— Requirements —
Copy the material below, swapping every occurrence of "white cloud" for "gray cloud" and leaving everything else unchanged.

[begin Provided records]

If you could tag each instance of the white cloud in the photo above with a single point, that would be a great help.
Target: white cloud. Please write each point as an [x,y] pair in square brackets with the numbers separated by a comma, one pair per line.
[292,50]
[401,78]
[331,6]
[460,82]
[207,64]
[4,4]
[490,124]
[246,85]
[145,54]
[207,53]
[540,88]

[end Provided records]

— Result of this task —
If you could tag each instance of the gray cloud in the photo above with a single point, that would be a great help.
Target: gray cloud. Please write each point as an [x,y] pair in square brackets with the numbers separated by a comma, one pair per line.
[292,50]
[401,78]
[331,6]
[460,82]
[207,64]
[4,4]
[490,124]
[246,85]
[145,54]
[207,53]
[540,88]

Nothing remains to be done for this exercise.